Start Task data
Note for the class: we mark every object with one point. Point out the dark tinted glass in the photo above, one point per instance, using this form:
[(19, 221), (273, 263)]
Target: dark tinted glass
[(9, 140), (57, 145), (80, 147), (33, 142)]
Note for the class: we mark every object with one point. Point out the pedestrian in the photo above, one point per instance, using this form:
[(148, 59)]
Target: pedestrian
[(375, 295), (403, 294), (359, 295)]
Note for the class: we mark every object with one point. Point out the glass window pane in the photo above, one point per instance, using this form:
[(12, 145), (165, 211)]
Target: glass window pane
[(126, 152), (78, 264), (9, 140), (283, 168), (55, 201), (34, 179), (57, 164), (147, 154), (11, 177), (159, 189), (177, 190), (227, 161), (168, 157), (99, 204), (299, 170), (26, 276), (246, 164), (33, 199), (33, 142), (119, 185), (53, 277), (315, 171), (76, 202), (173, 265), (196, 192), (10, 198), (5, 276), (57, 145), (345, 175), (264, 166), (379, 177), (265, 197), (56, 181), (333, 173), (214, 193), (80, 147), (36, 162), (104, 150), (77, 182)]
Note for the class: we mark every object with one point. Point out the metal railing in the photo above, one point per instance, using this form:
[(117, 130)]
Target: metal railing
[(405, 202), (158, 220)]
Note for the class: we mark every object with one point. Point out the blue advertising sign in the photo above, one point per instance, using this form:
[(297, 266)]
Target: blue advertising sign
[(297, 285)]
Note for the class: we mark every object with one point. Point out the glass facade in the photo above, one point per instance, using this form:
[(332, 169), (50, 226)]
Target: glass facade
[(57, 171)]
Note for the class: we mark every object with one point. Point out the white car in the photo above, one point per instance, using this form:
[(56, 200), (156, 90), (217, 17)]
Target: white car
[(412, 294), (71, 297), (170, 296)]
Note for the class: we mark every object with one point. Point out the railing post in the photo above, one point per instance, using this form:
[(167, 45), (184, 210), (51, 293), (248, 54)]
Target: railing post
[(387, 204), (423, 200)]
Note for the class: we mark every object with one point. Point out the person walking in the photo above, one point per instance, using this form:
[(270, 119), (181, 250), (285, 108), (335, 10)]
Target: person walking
End Task data
Start Task data
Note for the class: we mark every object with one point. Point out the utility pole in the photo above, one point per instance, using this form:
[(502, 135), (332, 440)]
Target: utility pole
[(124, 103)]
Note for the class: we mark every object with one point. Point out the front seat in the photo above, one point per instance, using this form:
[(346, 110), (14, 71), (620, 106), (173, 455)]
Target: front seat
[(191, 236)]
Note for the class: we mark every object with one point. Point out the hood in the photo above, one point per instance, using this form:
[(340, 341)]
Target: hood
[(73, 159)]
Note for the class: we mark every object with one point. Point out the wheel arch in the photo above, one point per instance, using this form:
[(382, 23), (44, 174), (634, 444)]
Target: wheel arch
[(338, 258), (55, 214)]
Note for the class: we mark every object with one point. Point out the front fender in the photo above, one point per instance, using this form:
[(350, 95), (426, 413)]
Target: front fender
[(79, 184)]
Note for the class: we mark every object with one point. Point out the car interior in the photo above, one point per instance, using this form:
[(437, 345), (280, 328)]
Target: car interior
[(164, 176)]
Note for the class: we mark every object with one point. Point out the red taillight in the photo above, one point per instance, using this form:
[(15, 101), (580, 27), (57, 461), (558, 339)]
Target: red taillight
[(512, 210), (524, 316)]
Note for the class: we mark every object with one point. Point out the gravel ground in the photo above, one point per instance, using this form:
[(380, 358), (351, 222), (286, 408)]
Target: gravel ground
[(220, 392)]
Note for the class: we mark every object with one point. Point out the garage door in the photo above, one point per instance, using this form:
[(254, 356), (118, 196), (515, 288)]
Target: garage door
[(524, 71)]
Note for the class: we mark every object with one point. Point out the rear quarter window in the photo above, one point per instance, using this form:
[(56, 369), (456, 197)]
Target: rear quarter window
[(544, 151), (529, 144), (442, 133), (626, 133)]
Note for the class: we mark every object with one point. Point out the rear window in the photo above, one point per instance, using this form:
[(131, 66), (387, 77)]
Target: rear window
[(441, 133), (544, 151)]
End Task data
Start Task data
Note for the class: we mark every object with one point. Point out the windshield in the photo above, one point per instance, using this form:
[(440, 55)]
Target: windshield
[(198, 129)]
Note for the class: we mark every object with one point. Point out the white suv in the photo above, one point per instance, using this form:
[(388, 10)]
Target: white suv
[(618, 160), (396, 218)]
End Task data
# Task
Reproduce word for word the lines of the records between the line holding "the front seat" and the line holding "[(73, 159)]", inclusive, and nothing else.

# Final result
Note for the class: we mark every object with one point. Point out the front seat in the photo above, one point per instance, using this form:
[(346, 110), (14, 71), (620, 106), (173, 455)]
Target: front seat
[(191, 236)]
Note for the class: we mark every object with one point. Point out the hood in the photo above, one point per instance, using this form:
[(340, 341)]
Target: hood
[(73, 159)]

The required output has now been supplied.